• Exercice écrit a: Dans les enregistrements, reprenez les lignes allant de celle qui contient "Locate the paved parade" à celle qui contient "[[481, 424]]", en substituant "asphalt" à "paved" sans rien modifier d'autre.

• Extrait:
****************

Malgré l’accroissement des difficultés citées dans l’article précédent [les blogs d’entreprise sont-ils (à nouveau) morts ?], les blogs reste incontournables, notamment dans le domaine business-to-business afin de dynamiser la présence de la marque sur Internet. Ils fournissent une incomparable dynamique de référencement et de rafraîchissement des contenus, permettent l’émulation dans les équipes (au travers de l’UGC) et l’amélioration du travail sur le terrain (notamment pour les populations de consultants, le blog est un outil de publication quasi indispensable). Ils permettent également de sortir des discours ampoulés et standardisés, d’apporter du rythme dans les contenus de marque et de redonner de la vie au site Web. Ceci me fait dire, qu’au-delà d’un travail circulaire autour des médias sociaux, le véritable avenir des médias sociaux en entreprise est la socialisation des sites Corporate et e-business, plus que la maintenance artificielle d’un cyber babillage plus ou moins utile sur des plates-formes sociales très grand public. Le blog d’entreprise, notamment en B2B, où la notion d’expertise est véritablement très importante, permet de remplir le rôle de catalyseur pour une politique de contenus de marque afin de préempter une catégorie.

****************

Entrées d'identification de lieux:
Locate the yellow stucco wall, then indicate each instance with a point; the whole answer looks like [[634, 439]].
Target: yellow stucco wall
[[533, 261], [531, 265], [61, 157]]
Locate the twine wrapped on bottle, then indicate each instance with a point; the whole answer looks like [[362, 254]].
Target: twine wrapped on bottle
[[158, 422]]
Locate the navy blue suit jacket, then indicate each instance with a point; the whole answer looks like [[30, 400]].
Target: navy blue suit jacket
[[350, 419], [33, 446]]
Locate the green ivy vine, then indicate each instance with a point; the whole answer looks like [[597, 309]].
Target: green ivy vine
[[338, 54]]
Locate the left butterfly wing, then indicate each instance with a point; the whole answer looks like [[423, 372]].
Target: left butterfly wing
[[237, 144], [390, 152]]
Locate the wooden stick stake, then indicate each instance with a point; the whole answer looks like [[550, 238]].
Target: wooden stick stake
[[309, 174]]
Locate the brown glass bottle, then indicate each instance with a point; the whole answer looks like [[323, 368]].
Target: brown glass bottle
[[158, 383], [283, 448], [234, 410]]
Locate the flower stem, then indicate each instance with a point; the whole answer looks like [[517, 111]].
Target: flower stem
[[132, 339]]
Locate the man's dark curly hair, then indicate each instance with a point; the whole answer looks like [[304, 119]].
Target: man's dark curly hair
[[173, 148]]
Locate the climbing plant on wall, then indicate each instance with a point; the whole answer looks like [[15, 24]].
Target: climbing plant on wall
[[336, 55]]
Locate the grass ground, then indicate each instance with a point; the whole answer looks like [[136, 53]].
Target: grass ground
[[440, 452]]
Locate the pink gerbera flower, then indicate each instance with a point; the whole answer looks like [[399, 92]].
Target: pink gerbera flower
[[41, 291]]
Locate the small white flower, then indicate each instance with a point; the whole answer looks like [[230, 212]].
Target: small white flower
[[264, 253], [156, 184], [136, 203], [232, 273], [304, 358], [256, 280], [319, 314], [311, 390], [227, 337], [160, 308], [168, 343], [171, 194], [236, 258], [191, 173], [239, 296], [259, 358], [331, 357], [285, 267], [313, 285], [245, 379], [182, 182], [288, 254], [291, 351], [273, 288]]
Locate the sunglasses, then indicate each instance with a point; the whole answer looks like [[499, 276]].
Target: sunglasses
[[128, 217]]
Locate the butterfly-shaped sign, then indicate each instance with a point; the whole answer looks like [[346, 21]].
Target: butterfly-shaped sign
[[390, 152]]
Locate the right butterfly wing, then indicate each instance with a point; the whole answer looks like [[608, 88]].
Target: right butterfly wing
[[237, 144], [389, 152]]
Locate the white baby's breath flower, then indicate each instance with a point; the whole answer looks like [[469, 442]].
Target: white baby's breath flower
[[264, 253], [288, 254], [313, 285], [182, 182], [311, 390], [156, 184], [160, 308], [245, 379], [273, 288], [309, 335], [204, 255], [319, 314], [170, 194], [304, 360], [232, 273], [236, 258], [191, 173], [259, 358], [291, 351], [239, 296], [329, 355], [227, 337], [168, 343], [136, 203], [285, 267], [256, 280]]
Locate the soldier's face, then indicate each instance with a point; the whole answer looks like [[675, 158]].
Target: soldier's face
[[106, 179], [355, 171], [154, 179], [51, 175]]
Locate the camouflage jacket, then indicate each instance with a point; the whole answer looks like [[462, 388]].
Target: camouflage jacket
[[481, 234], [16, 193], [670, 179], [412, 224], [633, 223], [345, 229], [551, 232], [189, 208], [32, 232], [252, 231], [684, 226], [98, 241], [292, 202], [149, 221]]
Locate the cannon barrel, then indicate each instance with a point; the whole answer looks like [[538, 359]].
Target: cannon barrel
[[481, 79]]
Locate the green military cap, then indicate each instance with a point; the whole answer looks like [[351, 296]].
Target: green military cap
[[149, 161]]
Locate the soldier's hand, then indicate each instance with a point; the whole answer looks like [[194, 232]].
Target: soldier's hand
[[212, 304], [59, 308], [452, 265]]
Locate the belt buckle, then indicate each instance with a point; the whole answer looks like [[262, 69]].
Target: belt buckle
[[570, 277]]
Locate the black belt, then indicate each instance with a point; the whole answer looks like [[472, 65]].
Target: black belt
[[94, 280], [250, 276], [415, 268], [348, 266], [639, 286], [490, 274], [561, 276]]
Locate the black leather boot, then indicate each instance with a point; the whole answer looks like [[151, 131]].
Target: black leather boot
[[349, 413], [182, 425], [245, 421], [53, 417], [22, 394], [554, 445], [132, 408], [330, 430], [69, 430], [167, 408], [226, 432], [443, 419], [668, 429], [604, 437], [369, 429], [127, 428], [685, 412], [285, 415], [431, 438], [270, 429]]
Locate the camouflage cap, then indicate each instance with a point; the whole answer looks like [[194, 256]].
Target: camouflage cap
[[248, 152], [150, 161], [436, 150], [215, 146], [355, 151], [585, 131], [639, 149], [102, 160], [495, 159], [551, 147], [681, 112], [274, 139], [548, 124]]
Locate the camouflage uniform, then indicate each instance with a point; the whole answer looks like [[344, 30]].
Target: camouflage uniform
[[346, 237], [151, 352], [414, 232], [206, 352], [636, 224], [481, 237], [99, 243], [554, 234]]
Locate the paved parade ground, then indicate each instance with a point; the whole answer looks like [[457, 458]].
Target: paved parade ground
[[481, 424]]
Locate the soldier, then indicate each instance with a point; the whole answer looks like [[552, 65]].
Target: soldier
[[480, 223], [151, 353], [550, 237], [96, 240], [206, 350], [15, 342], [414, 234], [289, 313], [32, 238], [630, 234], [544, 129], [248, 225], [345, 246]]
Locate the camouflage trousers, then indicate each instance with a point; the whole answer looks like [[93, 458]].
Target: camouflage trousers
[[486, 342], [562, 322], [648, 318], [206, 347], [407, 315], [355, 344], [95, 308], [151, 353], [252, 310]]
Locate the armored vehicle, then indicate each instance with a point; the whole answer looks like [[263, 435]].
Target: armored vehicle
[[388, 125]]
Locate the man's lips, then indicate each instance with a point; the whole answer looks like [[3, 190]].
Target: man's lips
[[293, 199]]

****************

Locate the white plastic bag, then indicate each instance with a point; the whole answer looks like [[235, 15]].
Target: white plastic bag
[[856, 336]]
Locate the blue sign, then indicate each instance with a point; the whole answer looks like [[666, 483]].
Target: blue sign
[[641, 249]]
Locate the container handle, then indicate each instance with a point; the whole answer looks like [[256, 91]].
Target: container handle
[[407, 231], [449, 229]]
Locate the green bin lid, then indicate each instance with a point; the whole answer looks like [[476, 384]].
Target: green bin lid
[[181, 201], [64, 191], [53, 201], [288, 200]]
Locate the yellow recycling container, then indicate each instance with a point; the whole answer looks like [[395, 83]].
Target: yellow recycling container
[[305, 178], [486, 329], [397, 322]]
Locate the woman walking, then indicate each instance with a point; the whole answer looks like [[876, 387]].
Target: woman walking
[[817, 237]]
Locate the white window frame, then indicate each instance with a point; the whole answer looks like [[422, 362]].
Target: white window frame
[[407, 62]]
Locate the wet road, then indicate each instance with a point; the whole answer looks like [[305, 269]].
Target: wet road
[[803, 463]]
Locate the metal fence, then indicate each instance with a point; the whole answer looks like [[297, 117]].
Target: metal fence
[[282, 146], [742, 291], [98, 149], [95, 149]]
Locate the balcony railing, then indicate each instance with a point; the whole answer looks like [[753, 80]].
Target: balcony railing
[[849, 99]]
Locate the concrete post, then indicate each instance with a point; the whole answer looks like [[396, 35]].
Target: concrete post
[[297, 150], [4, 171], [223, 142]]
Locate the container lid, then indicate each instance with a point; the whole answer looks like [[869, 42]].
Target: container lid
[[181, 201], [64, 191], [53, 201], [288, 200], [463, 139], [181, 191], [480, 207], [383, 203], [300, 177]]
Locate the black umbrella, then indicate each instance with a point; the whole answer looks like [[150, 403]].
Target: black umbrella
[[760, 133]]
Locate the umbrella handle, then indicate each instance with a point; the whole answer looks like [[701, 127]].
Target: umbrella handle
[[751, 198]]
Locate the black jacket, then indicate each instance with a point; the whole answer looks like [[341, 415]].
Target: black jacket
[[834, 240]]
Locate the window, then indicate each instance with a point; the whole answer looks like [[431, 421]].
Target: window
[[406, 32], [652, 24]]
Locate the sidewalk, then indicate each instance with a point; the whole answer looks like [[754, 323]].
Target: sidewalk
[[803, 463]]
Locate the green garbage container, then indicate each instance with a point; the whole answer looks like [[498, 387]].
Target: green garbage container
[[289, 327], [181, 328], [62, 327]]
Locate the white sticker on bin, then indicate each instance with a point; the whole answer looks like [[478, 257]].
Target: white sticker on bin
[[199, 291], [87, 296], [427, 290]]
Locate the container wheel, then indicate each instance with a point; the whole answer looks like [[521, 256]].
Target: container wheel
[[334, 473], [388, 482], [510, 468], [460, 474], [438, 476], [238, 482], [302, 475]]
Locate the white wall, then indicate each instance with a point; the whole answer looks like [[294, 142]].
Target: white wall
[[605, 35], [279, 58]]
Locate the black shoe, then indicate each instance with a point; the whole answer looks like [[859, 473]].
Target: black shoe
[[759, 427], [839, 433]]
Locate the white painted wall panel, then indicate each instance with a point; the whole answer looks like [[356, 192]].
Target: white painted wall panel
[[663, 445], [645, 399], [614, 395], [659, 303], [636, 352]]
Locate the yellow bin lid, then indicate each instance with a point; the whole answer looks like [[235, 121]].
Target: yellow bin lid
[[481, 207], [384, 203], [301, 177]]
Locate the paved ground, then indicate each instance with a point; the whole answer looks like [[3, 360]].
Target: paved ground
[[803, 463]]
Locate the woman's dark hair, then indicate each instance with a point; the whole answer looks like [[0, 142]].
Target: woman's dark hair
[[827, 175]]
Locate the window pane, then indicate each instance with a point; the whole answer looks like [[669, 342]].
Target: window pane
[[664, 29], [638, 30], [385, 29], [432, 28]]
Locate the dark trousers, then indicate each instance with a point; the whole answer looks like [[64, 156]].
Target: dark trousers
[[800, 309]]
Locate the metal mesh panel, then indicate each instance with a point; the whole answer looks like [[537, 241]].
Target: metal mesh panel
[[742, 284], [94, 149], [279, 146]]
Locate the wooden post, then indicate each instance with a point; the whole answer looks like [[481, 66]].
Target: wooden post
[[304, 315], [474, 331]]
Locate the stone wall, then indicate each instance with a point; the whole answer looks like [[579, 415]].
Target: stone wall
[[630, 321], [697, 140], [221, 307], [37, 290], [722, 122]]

****************

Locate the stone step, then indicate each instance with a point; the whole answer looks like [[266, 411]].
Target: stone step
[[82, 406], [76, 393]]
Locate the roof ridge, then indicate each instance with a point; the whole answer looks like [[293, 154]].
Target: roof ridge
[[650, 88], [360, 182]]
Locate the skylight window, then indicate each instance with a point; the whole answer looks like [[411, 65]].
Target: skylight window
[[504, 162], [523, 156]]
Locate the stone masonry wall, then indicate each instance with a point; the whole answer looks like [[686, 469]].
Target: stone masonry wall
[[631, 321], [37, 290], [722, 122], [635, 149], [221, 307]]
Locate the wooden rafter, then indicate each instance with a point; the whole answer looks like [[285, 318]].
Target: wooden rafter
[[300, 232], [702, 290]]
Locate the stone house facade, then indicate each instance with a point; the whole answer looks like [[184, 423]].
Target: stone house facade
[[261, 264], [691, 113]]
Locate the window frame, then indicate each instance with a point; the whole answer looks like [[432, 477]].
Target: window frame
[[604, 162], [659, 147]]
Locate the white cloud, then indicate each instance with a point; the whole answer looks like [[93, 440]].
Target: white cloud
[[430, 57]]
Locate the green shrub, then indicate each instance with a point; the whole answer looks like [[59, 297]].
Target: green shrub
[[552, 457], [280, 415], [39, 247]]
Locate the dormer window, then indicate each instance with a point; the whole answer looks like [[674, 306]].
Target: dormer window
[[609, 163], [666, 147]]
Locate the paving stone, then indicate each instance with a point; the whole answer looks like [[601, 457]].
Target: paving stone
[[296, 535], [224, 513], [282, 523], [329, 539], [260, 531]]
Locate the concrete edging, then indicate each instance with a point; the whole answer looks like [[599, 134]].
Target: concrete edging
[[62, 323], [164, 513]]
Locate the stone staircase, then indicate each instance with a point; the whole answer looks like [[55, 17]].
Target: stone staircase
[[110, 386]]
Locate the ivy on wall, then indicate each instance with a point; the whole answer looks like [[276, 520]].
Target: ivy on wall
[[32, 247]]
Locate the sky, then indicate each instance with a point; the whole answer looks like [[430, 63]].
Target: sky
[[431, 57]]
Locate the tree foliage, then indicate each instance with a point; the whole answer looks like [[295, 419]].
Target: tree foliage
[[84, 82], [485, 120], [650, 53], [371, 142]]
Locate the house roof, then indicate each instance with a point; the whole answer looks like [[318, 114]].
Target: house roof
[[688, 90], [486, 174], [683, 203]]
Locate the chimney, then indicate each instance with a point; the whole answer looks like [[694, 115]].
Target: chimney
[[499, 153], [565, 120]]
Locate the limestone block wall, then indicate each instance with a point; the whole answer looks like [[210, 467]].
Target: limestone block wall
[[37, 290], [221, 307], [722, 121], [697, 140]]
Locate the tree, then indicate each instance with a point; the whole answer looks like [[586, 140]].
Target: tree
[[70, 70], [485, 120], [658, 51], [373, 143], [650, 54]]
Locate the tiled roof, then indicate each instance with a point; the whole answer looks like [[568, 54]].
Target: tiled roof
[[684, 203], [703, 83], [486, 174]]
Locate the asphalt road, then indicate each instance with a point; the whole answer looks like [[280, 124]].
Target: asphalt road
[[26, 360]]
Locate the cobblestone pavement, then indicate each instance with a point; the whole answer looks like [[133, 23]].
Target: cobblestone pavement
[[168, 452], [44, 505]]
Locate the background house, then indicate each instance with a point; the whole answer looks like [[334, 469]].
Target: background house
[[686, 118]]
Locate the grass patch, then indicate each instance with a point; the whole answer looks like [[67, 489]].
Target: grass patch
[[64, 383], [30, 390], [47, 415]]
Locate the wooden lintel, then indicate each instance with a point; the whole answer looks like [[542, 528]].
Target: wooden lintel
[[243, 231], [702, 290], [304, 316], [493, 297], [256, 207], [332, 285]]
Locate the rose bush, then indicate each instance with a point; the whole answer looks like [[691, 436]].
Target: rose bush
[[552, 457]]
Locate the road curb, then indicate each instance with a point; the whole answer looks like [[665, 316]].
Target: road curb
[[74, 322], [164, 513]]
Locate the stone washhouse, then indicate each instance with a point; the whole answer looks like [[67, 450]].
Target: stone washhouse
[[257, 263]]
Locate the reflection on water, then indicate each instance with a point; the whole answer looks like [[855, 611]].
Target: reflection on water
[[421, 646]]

****************

• Exercice écrit b: Rédigez la suite du texte sur les blogs d'entreprise, à partir de sa dernière phrase.

• Corrigé de l'exercice a:
Locate the asphalt parade ground, then indicate each instance with a point; the whole answer looks like [[457, 458]].
Target: asphalt parade ground
[[481, 424]]

• Corrigé de l'exercice b:
C’est même la base du marketing en B2B : dans ce domaine, il faut prouver qu’on est le meilleur, avec des arguments techniques et rationnels, non par de la publicité affective.

Le marketing business-to-business étant essentiellement affaire d’écosystème, je continue à penser que les blogs et les médias sociaux ont un rôle particulier à jouer dans ce domaine. Cependant, et la crise va nous le rappeler tout au long de 2012, faire des médias sociaux ou des blogs, de façon déconnectée du business ou sans objectif professionnel réel, n’a aucun sens. Et comme le moment des économies va bientôt arriver, les activités qui ne pourront justifier d’une utilité proche du terrain, ou d’une utilité en termes d’économies, ne pourront aller plus loin.

Il est donc indispensable de commencer, si ce n’est déjà fait depuis longtemps, à mesurer son activité dans les médias sociaux et dans les blogs au travers de son utilité commerciale et/ou para-commerciale. Une bonne idée, que j’ai initiée il y a déjà quelques années et que je conseille systématiquement est de mesurer l’impact de la génération de contenus via les blogs et le contenu généré par les utilisateurs en termes d’économie sur la production de contenu acheté à l’extérieur. Les résultats et les chiffres sont souvent spectaculaires !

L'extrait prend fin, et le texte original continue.